### Given passage
• • • • •

News

La. Senate approves $24.6B budget

by Walter Pierce

The spending plan includes new money for services to help the disabled, higher education and public schools.

BATON ROUGE, La. (AP) - Senators agreed Wednesday to a $24.6 billion budget to finance state government operations and services next year, sending the heavily rewritten proposal back to the House for consideration with only days remaining in the legislative session.

The spending plan includes new money for services to help the disabled, higher education and public schools. Rank-and-file state workers would get a pay raise, but would also face new premium hikes for health insurance. More than 1,000 state jobs would be cut, though most are vacant.

Many of the across-the-board cuts proposed by the House for contracts, overtime pay and vacant positions were stripped by senators who voted 37-1 for the reworked budget bill after less than two hours of debate.

"I think we did a pretty good job with it," said Finance Committee Chairman Jack Donahue, R-Mandeville, who led the budget-crafting efforts in the Senate.

More than $70 million in "efficiencies" recommended by a consulting firm hired by Gov. Bobby Jindal's administration would be required to balance the spending plan, along with more than $970 million in patchwork financing that isn't expected to reappear a year later.

The only vote of opposition came from Sen. Karen Carter Peterson, D-New Orleans.

Peterson has called the spending proposal "a ticking time bomb" because of the piecemeal financing used to make the numbers work and because it doesn't address ongoing concerns about federal rejection of LSU hospital-privatization financing used in the bill.

Donahue said he had no idea if House members will embrace the Senate changes or reject them and send the budget to a legislative compromise committee.

Senate President John Alario, R-Westwego, said several amendments included in a 13-page budget rewrite on the Senate floor were in response to conversations he had with House leaders about items they'd like to see in the final version.

Alario said he's optimistic the House will agree to the Senate's version of the spending roadmap for the fiscal year that begins July 1.

"I'm hopeful, but if it's a full moon, you never know," he said, joking. "It's a real good budget, I think."

The legislative session must end by Monday at 6 p.m.

• • • • •

### Your assignment
Reproduce the article on the Louisiana Senate budget vote word for word, in full. The records were taken from a different source than the article.

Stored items
• • • • •

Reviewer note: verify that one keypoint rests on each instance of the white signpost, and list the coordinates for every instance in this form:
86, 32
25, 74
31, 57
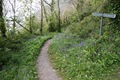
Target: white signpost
103, 15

• • • • •

### Output for this task
News

La. Senate approves $24.6B budget

by Walter Pierce

The spending plan includes new money for services to help the disabled, higher education and public schools.

BATON ROUGE, La. (AP) - Senators agreed Wednesday to a $24.6 billion budget to finance state government operations and services next year, sending the heavily rewritten proposal back to the House for consideration with only days remaining in the legislative session.

The spending plan includes new money for services to help the disabled, higher education and public schools. Rank-and-file state workers would get a pay raise, but would also face new premium hikes for health insurance. More than 1,000 state jobs would be cut, though most are vacant.

Many of the across-the-board cuts proposed by the House for contracts, overtime pay and vacant positions were stripped by senators who voted 37-1 for the reworked budget bill after less than two hours of debate.

"I think we did a pretty good job with it," said Finance Committee Chairman Jack Donahue, R-Mandeville, who led the budget-crafting efforts in the Senate.

More than $70 million in "efficiencies" recommended by a consulting firm hired by Gov. Bobby Jindal's administration would be required to balance the spending plan, along with more than $970 million in patchwork financing that isn't expected to reappear a year later.

The only vote of opposition came from Sen. Karen Carter Peterson, D-New Orleans.

Peterson has called the spending proposal "a ticking time bomb" because of the piecemeal financing used to make the numbers work and because it doesn't address ongoing concerns about federal rejection of LSU hospital-privatization financing used in the bill.

Donahue said he had no idea if House members will embrace the Senate changes or reject them and send the budget to a legislative compromise committee.

Senate President John Alario, R-Westwego, said several amendments included in a 13-page budget rewrite on the Senate floor were in response to conversations he had with House leaders about items they'd like to see in the final version.

Alario said he's optimistic the House will agree to the Senate's version of the spending roadmap for the fiscal year that begins July 1.

"I'm hopeful, but if it's a full moon, you never know," he said, joking. "It's a real good budget, I think."

The legislative session must end by Monday at 6 p.m.